» **EXERCISE DETAILS**:
Convert the lines below, from the one containing "In this annotation round, your target object is brown" through the one containing "7, 921, 53]]", inclusive, into a JSON list of strings. Use one string per line and omit any blank lines.

==============================

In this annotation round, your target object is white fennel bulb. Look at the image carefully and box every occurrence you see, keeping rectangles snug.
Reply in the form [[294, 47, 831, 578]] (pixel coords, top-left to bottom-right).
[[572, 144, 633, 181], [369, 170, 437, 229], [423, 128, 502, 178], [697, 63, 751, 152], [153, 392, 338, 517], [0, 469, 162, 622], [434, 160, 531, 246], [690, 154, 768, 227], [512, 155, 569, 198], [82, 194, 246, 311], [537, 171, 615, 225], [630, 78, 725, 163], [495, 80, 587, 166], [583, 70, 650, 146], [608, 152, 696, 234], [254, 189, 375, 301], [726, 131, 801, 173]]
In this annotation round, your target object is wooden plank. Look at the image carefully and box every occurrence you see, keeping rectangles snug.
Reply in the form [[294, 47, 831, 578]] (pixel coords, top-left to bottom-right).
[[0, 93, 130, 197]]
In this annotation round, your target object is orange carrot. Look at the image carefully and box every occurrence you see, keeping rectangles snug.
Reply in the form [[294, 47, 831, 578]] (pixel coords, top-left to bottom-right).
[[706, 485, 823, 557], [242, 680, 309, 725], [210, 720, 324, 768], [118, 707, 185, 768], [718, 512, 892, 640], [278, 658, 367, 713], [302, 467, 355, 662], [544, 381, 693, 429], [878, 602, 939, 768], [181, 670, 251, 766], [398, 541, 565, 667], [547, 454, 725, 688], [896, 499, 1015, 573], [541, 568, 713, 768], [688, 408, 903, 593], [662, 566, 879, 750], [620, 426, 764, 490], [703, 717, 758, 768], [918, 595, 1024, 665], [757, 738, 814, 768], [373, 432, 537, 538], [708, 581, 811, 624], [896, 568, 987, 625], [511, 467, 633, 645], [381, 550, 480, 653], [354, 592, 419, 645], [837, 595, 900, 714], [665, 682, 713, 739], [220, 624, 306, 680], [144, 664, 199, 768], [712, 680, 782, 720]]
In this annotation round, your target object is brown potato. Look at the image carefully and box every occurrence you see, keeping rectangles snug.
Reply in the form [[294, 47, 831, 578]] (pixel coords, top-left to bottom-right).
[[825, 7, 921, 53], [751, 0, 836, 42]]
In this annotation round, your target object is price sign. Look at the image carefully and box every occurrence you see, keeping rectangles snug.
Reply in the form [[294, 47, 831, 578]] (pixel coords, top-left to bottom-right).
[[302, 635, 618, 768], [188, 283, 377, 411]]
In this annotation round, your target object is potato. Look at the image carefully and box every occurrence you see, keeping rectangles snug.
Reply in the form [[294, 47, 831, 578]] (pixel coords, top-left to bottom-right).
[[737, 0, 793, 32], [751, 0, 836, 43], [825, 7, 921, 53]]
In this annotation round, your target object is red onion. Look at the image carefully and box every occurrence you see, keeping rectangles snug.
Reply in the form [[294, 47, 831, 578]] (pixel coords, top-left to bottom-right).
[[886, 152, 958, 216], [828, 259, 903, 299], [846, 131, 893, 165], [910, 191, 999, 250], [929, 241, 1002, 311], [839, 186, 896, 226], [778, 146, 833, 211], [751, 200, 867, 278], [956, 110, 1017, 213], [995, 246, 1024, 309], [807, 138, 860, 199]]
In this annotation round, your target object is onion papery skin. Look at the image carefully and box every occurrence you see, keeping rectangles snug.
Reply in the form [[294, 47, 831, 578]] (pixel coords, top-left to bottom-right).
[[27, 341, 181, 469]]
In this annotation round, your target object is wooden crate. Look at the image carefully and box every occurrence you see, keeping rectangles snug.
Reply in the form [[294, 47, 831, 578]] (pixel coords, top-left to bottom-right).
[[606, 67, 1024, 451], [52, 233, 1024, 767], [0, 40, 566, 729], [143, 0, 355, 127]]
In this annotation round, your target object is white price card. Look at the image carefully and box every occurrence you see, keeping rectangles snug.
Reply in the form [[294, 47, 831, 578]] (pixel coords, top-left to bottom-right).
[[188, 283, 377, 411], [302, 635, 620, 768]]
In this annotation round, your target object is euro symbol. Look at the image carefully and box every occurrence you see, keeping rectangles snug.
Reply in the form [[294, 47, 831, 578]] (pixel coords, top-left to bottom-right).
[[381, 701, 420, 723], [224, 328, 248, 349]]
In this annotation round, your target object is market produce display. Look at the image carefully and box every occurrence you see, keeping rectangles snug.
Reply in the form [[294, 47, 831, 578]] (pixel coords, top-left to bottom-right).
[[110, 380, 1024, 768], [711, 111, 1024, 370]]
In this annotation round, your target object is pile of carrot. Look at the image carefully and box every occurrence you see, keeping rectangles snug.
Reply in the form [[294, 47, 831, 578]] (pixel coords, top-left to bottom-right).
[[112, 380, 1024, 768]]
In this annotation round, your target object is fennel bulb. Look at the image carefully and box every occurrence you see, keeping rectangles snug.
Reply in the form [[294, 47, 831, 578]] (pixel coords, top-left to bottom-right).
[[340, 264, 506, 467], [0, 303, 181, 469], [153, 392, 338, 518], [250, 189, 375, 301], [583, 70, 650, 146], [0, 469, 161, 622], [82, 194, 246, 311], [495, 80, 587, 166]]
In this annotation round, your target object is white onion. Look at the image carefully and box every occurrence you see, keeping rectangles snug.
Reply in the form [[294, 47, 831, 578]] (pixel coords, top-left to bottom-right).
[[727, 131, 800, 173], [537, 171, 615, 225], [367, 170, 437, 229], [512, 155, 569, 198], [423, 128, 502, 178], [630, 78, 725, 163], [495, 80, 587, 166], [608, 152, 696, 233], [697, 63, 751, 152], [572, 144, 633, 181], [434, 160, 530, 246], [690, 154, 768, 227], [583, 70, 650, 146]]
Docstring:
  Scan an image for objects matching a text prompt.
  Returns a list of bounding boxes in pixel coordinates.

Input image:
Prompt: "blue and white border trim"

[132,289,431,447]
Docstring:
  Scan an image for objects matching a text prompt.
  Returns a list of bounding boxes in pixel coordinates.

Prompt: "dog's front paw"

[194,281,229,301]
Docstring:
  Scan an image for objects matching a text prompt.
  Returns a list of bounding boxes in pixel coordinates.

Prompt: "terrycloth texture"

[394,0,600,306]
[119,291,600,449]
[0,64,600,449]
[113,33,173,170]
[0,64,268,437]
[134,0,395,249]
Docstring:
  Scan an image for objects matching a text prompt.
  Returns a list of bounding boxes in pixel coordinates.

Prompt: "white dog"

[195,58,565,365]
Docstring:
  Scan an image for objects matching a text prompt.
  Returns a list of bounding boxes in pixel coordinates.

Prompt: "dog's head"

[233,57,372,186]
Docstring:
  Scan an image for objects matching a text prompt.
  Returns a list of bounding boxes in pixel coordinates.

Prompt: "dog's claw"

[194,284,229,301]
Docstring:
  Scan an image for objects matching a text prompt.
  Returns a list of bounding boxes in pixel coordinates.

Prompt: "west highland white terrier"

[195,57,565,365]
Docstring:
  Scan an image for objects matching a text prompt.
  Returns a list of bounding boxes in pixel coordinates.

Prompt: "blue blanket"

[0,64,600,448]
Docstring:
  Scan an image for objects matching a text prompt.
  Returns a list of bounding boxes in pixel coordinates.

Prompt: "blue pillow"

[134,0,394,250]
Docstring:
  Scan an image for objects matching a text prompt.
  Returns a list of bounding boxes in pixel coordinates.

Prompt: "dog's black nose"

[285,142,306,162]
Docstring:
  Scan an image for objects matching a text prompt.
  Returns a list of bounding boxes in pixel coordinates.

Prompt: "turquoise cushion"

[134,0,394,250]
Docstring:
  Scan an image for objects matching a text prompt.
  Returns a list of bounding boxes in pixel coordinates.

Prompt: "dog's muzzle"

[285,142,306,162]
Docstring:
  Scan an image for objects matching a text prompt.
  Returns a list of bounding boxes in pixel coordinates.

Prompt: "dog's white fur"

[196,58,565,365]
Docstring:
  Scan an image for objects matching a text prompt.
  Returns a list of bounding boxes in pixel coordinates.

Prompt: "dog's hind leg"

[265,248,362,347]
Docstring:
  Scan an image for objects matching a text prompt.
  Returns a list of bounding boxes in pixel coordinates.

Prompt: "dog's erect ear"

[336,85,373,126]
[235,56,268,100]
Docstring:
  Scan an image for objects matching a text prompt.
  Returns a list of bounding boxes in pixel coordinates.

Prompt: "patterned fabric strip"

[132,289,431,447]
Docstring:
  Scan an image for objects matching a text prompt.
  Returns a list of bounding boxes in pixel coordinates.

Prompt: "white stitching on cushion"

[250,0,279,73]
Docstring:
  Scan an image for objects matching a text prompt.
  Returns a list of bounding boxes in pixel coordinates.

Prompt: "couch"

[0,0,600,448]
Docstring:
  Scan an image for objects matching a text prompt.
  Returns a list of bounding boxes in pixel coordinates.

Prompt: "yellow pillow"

==============================

» **EXERCISE OUTPUT**:
[
  "In this annotation round, your target object is brown potato. Look at the image carefully and box every occurrence you see, keeping rectangles snug.",
  "Reply in the form [[294, 47, 831, 578]] (pixel coords, top-left to bottom-right).",
  "[[825, 7, 921, 53], [751, 0, 836, 42]]",
  "In this annotation round, your target object is price sign. Look at the image carefully and box every occurrence you see, keeping rectangles snug.",
  "Reply in the form [[294, 47, 831, 578]] (pixel coords, top-left to bottom-right).",
  "[[302, 635, 618, 768], [188, 283, 377, 411]]",
  "In this annotation round, your target object is potato. Look at the image carefully and box every occurrence you see, keeping rectangles snug.",
  "Reply in the form [[294, 47, 831, 578]] (pixel coords, top-left to bottom-right).",
  "[[737, 0, 793, 32], [751, 0, 836, 43], [825, 7, 921, 53]]"
]